Dataset excerpts:
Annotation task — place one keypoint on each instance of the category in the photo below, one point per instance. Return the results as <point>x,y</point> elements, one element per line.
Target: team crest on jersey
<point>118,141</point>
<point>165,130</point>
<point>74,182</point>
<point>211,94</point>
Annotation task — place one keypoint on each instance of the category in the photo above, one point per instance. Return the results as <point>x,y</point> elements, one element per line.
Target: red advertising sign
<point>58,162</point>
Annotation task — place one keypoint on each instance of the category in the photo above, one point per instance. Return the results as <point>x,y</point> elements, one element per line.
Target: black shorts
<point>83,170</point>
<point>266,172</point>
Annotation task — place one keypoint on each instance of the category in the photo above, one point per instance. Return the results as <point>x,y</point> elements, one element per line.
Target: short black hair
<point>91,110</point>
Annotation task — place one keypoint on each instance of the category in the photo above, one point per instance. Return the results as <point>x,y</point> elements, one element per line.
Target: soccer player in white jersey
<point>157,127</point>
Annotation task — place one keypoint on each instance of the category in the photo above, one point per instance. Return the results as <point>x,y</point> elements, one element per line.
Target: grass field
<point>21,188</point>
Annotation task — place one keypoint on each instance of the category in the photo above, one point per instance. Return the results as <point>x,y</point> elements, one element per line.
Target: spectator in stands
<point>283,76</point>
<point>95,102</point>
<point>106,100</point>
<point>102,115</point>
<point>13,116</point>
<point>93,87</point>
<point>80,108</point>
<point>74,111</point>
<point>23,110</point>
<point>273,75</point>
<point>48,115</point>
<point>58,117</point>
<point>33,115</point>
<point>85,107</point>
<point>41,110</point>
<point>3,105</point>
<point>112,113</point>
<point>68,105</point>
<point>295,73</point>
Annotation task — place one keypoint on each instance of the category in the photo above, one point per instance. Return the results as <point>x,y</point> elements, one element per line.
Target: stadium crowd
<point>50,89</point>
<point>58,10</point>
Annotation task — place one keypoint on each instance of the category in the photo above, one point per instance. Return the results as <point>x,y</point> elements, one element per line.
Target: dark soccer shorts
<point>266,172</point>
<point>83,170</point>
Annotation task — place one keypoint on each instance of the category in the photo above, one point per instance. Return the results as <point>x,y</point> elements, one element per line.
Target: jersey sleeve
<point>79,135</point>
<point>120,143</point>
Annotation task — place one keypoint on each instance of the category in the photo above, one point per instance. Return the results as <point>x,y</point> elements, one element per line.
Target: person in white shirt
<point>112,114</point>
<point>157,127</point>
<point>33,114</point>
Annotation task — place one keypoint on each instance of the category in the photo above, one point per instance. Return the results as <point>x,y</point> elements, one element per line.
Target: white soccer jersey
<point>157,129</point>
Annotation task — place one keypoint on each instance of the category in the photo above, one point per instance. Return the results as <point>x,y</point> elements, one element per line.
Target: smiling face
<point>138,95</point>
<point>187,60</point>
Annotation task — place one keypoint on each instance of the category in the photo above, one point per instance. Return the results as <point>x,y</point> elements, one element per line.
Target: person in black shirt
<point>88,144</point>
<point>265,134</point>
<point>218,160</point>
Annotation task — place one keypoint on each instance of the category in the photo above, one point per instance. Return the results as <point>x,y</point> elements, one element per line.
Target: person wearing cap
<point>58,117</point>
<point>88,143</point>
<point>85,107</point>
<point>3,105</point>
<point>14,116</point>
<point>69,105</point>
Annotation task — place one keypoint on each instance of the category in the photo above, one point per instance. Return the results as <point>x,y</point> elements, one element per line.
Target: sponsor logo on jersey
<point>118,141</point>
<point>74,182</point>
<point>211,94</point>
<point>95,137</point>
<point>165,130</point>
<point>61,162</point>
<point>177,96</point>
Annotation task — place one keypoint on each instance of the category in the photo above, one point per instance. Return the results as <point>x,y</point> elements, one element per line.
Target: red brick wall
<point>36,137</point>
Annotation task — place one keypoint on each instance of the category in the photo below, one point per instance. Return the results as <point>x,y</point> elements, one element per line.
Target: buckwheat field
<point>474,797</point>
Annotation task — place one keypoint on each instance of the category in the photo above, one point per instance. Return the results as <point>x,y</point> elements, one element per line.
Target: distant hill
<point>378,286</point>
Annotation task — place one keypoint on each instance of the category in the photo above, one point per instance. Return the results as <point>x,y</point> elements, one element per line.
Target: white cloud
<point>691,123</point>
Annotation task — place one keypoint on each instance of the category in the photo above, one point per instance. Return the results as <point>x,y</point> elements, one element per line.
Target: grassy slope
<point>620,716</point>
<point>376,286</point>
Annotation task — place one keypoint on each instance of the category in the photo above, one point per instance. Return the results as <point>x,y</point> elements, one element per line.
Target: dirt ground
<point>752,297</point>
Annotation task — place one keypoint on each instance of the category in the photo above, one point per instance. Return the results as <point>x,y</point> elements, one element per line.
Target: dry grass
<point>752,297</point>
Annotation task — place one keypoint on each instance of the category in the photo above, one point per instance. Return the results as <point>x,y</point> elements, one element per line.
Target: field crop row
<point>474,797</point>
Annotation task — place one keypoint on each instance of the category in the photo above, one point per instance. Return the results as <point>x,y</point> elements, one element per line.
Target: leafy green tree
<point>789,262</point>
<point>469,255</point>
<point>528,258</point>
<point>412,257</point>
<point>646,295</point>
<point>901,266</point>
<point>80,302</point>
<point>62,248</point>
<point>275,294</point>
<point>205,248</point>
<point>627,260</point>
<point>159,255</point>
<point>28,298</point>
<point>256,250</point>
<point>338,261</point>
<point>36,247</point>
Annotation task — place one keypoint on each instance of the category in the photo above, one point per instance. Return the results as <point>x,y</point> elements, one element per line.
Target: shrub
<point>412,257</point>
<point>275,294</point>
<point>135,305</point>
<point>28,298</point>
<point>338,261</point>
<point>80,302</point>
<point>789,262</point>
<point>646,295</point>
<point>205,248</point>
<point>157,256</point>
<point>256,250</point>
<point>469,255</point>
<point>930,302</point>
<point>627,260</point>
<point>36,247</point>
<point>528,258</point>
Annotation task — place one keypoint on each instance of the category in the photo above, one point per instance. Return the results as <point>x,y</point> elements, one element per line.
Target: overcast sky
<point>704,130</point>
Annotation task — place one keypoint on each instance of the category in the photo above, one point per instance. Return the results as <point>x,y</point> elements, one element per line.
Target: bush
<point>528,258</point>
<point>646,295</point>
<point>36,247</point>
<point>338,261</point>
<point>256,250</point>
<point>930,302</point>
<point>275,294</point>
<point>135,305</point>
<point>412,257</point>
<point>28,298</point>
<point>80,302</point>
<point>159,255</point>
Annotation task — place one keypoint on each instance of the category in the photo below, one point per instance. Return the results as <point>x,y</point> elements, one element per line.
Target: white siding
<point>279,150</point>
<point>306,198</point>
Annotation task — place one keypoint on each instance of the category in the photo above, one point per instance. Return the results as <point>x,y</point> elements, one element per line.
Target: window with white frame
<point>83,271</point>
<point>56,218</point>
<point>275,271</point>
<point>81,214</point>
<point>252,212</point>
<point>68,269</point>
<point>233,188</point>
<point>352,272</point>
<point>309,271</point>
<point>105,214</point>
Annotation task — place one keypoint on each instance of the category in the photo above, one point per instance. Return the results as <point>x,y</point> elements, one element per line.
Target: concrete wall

*Prompt*: Every record, word for word, must be returned.

*Result below*:
Annotation task — place one keypoint on each instance of the category in the photo below, one point per instance. Return the results as <point>x,y</point> elements, one element per line.
Target: team crest on jersey
<point>118,141</point>
<point>165,130</point>
<point>74,182</point>
<point>211,94</point>
Annotation task — place one keypoint on each instance of the category in the photo above, one point per instance. Return the results as <point>x,y</point> elements, one element per line.
Target: red advertising sign
<point>58,162</point>
Annotation task — place one keypoint on each instance of the category in the photo above, one point per instance. Return the results as <point>x,y</point> elements, one element per line.
Target: black shorts
<point>83,170</point>
<point>266,172</point>
Annotation task — place one keypoint on each instance of the category in the photo above, one point per instance. Return the results as <point>x,y</point> elements, one element per line.
Target: short black hair
<point>91,110</point>
Annotation task — place one keypoint on each instance of the category in the photo above, one point per instance. Return the results as <point>x,y</point> elements, one element per line.
Target: soccer player in white jersey
<point>157,127</point>
Annotation task — place one keypoint on each instance of the category in the photo above, one point per instance. Return the results as <point>x,y</point> elements, one element per line.
Target: grass field
<point>21,188</point>
Annotation task — place one keypoint on each instance of the category in the photo above, one point per instance. Return the results as <point>x,y</point> elements, one element per line.
Target: spectator in stands
<point>283,76</point>
<point>95,102</point>
<point>106,100</point>
<point>102,115</point>
<point>13,116</point>
<point>93,87</point>
<point>80,108</point>
<point>74,111</point>
<point>23,110</point>
<point>273,75</point>
<point>48,115</point>
<point>58,117</point>
<point>33,115</point>
<point>85,107</point>
<point>41,110</point>
<point>3,105</point>
<point>112,113</point>
<point>68,105</point>
<point>295,73</point>
Annotation task — place one keypoint on each instance of the category in the photo above, one point per instance. Return the results as <point>x,y</point> elements, one element per line.
Target: stadium crowd
<point>50,89</point>
<point>58,10</point>
Annotation task — place one keypoint on each instance of the category in the photo above, one point per instance. Return the results as <point>x,y</point> elements, one element per line.
Target: dark soccer shorts
<point>266,172</point>
<point>83,170</point>
Annotation task — place one keypoint on each instance of the category in the photo above, one point per instance. Return the results as <point>x,y</point> elements, one element per line.
Target: jersey sleeve
<point>79,135</point>
<point>120,143</point>
Annotation task — place one keypoint on each instance of the category in the photo above, one point per instance. Return the results as <point>x,y</point> elements, one element per line.
Target: person in white shirt
<point>112,114</point>
<point>157,127</point>
<point>33,114</point>
Annotation task — place one keypoint on each instance of the category in the photo above, one point per instance. Return the results as <point>x,y</point> elements, one element per line.
Target: white soccer jersey
<point>157,129</point>
Annotation task — place one keypoint on each instance of the category in the photo above, one point per instance. Return the results as <point>x,y</point> elements, one element per line.
Target: smiling face
<point>138,95</point>
<point>187,60</point>
Annotation task — place one keypoint on each instance of the category in the photo above, one point per instance. Return the results as <point>x,y</point> elements, one element per line.
Target: person in black shirt
<point>88,144</point>
<point>265,134</point>
<point>218,160</point>
Annotation task — place one keypoint on each instance of the category in the photo above, one point per instance. Return the results as <point>x,y</point> elements, one element per line.
Target: person wearing cap
<point>58,117</point>
<point>88,143</point>
<point>85,107</point>
<point>3,105</point>
<point>14,116</point>
<point>69,105</point>
Annotation task — place one keypoint on each instance of the category in the photo above, one point per instance. Return the results as <point>x,y</point> elements, one element per line.
Target: sponsor logo on jersey
<point>118,141</point>
<point>74,182</point>
<point>211,94</point>
<point>95,137</point>
<point>165,130</point>
<point>61,162</point>
<point>177,96</point>
Annotation task — place one keypoint on each instance of the category in the photo above, one point per instance. Return the results as <point>x,y</point> elements, one element per line.
Target: red brick wall
<point>36,137</point>
Annotation task — place one keypoint on each instance of the category in the photo below, one point per instance. Return the results as <point>x,y</point> elements, one element per line.
Target: buckwheat field
<point>474,797</point>
Annotation task — place one keypoint on each instance of the category in the photo above, one point per instance. Return the results as <point>x,y</point> elements, one element per line.
Target: distant hill
<point>378,286</point>
Annotation task — place one keypoint on each instance of the category in the photo above, one point per instance. Return the results as <point>x,y</point> elements, one element per line.
Target: white cloud
<point>691,123</point>
Annotation task — place one keypoint on each instance of the category in the photo above, one point per instance. Return the results as <point>x,y</point> elements, one element per line.
Target: grassy slope
<point>620,716</point>
<point>376,286</point>
Annotation task — place one keypoint on each instance of the category in the photo above, one point per instance. Return the results as <point>x,y</point> elements, one element per line.
Target: dirt ground
<point>752,297</point>
Annotation task — place one keypoint on each instance of the category in the photo above, one point per instance. Return the results as <point>x,y</point> elements, one element per line.
Target: dry grass
<point>752,297</point>
Annotation task — place one keypoint on each instance of the category in the photo above, one point per instance. Return the results as <point>x,y</point> elements, one element per line.
Target: field crop row
<point>474,797</point>
Annotation task — place one keypoint on each instance of the category in the photo above, one point per instance. Return the results as <point>x,y</point> elements, one element per line.
Target: leafy green tree
<point>789,262</point>
<point>469,255</point>
<point>528,258</point>
<point>412,257</point>
<point>646,295</point>
<point>901,266</point>
<point>80,302</point>
<point>62,248</point>
<point>275,294</point>
<point>205,248</point>
<point>627,260</point>
<point>159,255</point>
<point>28,298</point>
<point>256,250</point>
<point>338,261</point>
<point>36,247</point>
Annotation task — place one keypoint on each instance of the category in the photo above, one point per instance. Return the results as <point>x,y</point> elements, one element per line.
Target: shrub
<point>412,257</point>
<point>275,294</point>
<point>135,305</point>
<point>28,298</point>
<point>338,261</point>
<point>80,302</point>
<point>789,262</point>
<point>646,295</point>
<point>205,248</point>
<point>157,256</point>
<point>256,250</point>
<point>469,255</point>
<point>930,302</point>
<point>627,260</point>
<point>36,247</point>
<point>528,258</point>
Annotation task — place one keypoint on each instance of the category in the photo above, one point per instance. Return the results as <point>x,y</point> elements, one element per line.
Target: overcast sky
<point>704,130</point>
Annotation task — place one keypoint on each instance of the category in the photo above, one point per instance. Return the results as <point>x,y</point> elements, one element per line.
Target: bush
<point>528,258</point>
<point>646,295</point>
<point>36,247</point>
<point>338,261</point>
<point>256,250</point>
<point>930,302</point>
<point>275,294</point>
<point>135,305</point>
<point>412,257</point>
<point>28,298</point>
<point>80,302</point>
<point>159,255</point>
Annotation task — place one keypoint on each instance of the category in the photo below, one point per instance. Return the results as <point>x,y</point> elements, one element per line.
Target: white siding
<point>279,150</point>
<point>306,198</point>
Annotation task — place one keypoint on each instance of the category in the photo above, one point per instance. Return the results as <point>x,y</point> elements, one element per line.
Target: window with white frame
<point>83,271</point>
<point>56,218</point>
<point>275,271</point>
<point>81,214</point>
<point>252,212</point>
<point>68,269</point>
<point>233,188</point>
<point>352,272</point>
<point>309,271</point>
<point>105,214</point>
Annotation task — place one keypoint on each instance of the category in the photo above, one point per instance. Return the results as <point>x,y</point> elements, one element per line.
Target: concrete wall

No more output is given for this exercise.